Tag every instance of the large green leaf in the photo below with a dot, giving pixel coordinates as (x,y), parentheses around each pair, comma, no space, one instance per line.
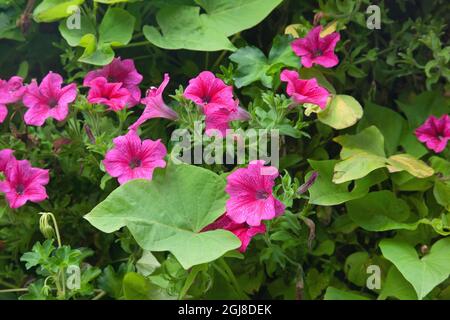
(53,10)
(169,212)
(324,192)
(363,153)
(424,274)
(185,27)
(389,122)
(379,211)
(396,286)
(341,112)
(254,66)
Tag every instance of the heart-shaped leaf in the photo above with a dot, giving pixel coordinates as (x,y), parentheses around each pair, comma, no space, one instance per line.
(169,212)
(185,27)
(424,274)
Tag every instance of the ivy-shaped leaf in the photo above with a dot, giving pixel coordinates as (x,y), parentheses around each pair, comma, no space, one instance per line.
(169,212)
(424,274)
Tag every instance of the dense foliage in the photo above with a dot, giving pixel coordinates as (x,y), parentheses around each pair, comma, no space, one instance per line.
(94,204)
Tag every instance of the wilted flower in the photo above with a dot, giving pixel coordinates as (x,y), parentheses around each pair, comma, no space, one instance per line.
(11,91)
(132,158)
(120,71)
(155,107)
(435,132)
(316,50)
(48,100)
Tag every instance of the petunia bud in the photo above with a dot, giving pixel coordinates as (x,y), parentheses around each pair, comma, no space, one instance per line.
(45,225)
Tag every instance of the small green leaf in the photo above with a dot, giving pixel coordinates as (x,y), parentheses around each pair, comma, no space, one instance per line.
(53,10)
(341,112)
(380,211)
(424,274)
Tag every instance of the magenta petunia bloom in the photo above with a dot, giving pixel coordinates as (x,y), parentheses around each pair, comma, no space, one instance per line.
(48,100)
(112,95)
(6,155)
(208,91)
(155,107)
(304,91)
(316,50)
(243,231)
(435,133)
(132,158)
(120,71)
(251,199)
(3,112)
(24,183)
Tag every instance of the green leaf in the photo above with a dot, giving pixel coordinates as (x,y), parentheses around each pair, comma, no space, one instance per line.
(147,264)
(337,294)
(406,162)
(254,66)
(389,122)
(380,211)
(355,267)
(341,112)
(325,193)
(116,29)
(136,287)
(169,212)
(184,27)
(424,274)
(40,254)
(53,10)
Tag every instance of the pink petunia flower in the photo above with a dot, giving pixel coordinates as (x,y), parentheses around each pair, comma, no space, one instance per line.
(6,155)
(132,158)
(435,132)
(208,91)
(3,112)
(11,91)
(316,50)
(120,71)
(48,100)
(304,91)
(155,107)
(251,199)
(112,95)
(243,231)
(24,183)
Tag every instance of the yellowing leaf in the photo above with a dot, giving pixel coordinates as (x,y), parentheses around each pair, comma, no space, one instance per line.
(406,162)
(341,112)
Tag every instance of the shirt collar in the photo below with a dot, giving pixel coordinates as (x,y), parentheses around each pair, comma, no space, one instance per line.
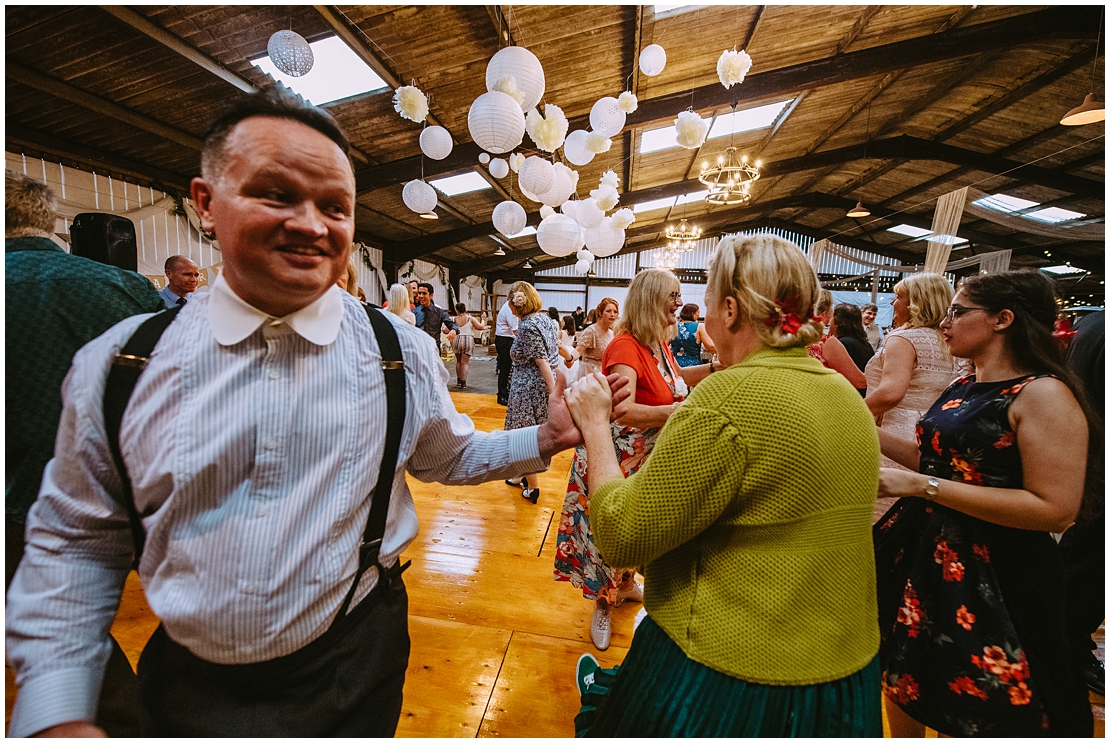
(232,319)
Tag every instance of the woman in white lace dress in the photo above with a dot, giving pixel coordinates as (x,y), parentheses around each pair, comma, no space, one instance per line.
(912,367)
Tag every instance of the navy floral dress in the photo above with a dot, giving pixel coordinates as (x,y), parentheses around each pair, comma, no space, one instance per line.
(971,613)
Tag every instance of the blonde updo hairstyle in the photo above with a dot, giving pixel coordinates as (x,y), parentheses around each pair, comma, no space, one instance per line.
(928,295)
(756,271)
(647,312)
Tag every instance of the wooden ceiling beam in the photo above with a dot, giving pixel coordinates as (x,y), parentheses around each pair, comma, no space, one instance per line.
(1065,21)
(73,94)
(145,27)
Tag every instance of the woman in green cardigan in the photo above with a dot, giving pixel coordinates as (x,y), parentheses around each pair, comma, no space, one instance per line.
(753,521)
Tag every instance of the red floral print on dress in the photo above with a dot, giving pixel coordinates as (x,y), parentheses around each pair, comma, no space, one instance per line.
(910,614)
(967,685)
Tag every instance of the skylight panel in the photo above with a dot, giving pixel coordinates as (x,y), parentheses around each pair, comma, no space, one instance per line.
(464,183)
(1053,214)
(909,231)
(654,204)
(760,117)
(336,73)
(1003,202)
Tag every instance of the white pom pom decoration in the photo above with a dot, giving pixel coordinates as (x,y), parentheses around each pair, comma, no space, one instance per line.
(420,197)
(732,67)
(498,168)
(435,142)
(606,117)
(411,103)
(652,60)
(547,132)
(496,122)
(510,218)
(587,213)
(597,142)
(575,150)
(525,68)
(623,218)
(605,239)
(536,174)
(559,236)
(627,101)
(690,130)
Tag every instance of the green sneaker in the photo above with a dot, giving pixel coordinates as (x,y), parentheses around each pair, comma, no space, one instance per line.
(587,664)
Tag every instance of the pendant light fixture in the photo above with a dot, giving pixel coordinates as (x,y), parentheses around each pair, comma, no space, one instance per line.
(1090,110)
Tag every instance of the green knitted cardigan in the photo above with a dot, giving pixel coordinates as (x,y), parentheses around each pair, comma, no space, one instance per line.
(753,518)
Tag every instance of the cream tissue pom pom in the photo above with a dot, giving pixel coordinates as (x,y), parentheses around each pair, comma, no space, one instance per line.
(411,103)
(627,101)
(690,130)
(507,86)
(547,133)
(623,218)
(732,67)
(605,196)
(597,143)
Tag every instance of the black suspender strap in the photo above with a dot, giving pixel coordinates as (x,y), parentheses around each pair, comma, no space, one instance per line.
(122,377)
(393,368)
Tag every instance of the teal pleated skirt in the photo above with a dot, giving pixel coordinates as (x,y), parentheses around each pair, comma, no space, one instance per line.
(659,692)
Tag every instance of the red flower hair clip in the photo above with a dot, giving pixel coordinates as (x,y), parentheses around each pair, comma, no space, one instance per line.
(786,315)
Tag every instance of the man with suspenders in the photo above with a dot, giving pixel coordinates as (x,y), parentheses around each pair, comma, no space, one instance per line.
(248,451)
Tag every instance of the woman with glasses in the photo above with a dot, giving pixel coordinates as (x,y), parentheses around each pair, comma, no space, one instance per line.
(970,581)
(753,520)
(639,351)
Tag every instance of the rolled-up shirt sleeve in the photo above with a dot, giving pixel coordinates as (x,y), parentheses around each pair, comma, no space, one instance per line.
(67,590)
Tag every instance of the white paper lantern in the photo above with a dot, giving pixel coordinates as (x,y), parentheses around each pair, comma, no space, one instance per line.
(536,174)
(588,213)
(510,218)
(652,60)
(498,168)
(496,122)
(435,142)
(604,239)
(559,191)
(420,197)
(522,64)
(606,117)
(574,148)
(559,236)
(290,53)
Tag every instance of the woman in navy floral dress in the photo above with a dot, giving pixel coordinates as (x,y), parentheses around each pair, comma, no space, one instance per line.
(970,581)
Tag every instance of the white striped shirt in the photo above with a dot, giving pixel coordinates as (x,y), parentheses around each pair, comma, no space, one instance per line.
(252,451)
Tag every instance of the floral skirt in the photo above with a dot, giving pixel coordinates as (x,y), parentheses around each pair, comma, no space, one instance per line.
(577,559)
(971,621)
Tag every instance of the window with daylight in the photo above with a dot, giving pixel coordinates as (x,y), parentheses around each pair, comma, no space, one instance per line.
(759,117)
(336,73)
(464,183)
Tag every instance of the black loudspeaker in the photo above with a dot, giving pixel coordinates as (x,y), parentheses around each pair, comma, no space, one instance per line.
(106,239)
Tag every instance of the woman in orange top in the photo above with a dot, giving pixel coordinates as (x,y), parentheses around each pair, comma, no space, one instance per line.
(639,352)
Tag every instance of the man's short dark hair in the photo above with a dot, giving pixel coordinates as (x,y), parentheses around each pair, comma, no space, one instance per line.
(274,101)
(30,207)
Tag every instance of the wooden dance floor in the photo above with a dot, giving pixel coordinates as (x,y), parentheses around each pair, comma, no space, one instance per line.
(494,639)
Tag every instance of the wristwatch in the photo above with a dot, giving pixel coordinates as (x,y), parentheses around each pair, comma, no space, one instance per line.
(931,488)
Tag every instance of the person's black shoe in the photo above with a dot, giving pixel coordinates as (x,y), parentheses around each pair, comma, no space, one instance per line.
(1093,673)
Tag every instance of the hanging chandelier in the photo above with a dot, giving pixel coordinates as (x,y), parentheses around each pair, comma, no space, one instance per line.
(729,181)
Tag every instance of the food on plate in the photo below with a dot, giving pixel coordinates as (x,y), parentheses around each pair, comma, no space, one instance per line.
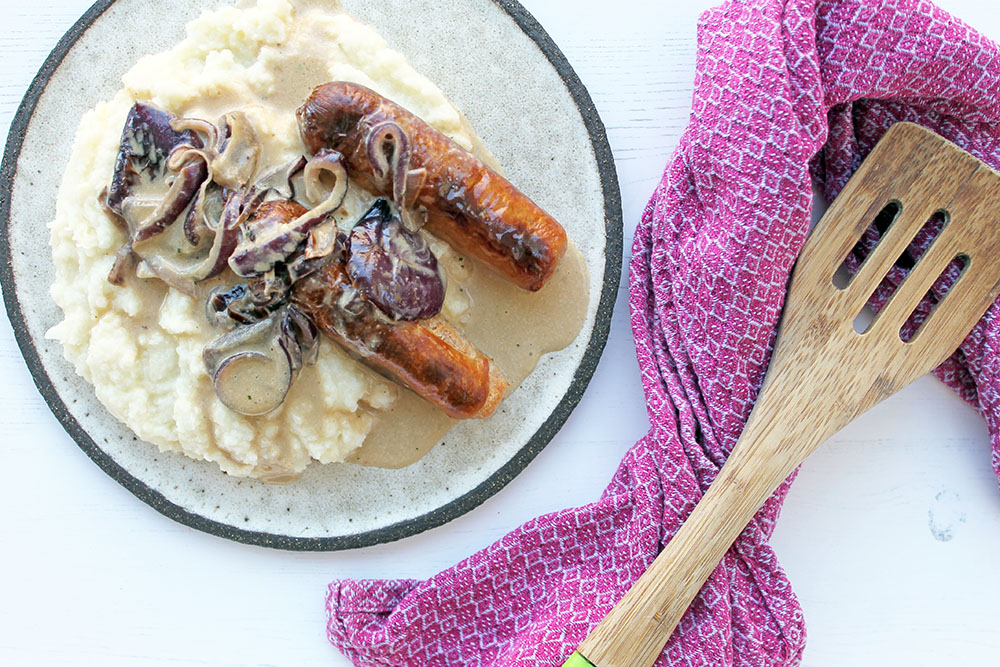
(465,202)
(241,296)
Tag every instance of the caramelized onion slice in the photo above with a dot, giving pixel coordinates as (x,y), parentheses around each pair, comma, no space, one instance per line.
(231,151)
(281,227)
(388,150)
(249,368)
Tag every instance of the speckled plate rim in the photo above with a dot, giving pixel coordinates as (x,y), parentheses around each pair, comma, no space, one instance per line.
(452,509)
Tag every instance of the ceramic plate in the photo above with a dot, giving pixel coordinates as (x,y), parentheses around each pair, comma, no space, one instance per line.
(519,92)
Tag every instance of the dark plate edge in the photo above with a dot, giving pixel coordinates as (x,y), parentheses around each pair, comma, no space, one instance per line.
(432,519)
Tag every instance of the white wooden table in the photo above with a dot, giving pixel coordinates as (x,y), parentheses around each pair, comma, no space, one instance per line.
(889,536)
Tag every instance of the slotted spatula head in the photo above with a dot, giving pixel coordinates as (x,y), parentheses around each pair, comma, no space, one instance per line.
(917,175)
(823,372)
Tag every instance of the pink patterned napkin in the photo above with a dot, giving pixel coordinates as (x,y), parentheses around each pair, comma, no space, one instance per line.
(782,89)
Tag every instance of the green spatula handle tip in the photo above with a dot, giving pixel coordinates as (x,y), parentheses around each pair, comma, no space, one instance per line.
(577,660)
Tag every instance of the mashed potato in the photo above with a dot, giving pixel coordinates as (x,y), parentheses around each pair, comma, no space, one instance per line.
(141,344)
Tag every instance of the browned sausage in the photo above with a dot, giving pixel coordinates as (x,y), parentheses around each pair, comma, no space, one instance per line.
(429,356)
(468,204)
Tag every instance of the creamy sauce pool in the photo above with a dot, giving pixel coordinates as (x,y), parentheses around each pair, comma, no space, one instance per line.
(513,326)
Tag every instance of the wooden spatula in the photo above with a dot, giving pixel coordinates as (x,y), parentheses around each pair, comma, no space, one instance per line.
(823,372)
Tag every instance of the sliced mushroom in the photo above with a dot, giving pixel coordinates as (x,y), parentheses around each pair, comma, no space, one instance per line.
(278,227)
(389,153)
(393,267)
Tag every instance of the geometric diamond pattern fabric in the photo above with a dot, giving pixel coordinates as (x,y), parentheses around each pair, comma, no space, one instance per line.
(784,92)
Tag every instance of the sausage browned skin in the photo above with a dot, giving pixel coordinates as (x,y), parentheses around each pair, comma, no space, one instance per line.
(429,356)
(468,204)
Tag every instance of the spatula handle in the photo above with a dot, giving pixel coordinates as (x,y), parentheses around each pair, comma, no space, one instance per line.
(634,633)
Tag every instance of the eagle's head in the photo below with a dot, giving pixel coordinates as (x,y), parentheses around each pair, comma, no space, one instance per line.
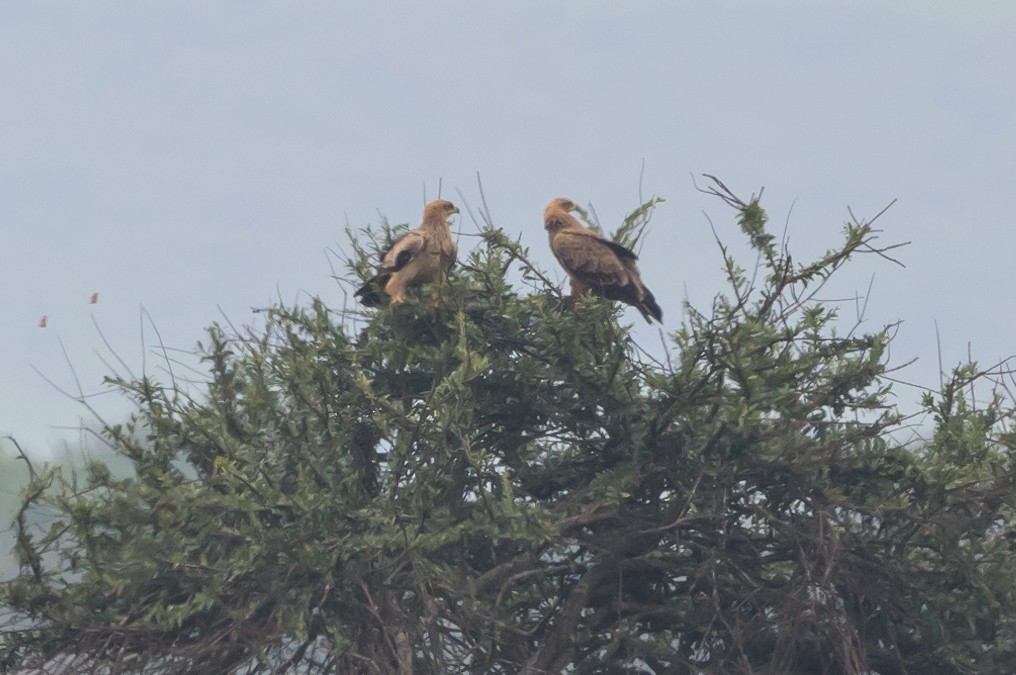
(556,213)
(439,209)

:: To do ::
All lines after and including the one with "Tag every instance of the eagle's", through the end of the entries above, should be output exactly and by themselves. The pictures are to be left out.

:: Task answer ::
Tag every instance of the eagle's head in the photo below with a dot, giving pixel coordinates as (x,y), parentheses around each pair, comma, no space, one instance per line.
(556,213)
(439,209)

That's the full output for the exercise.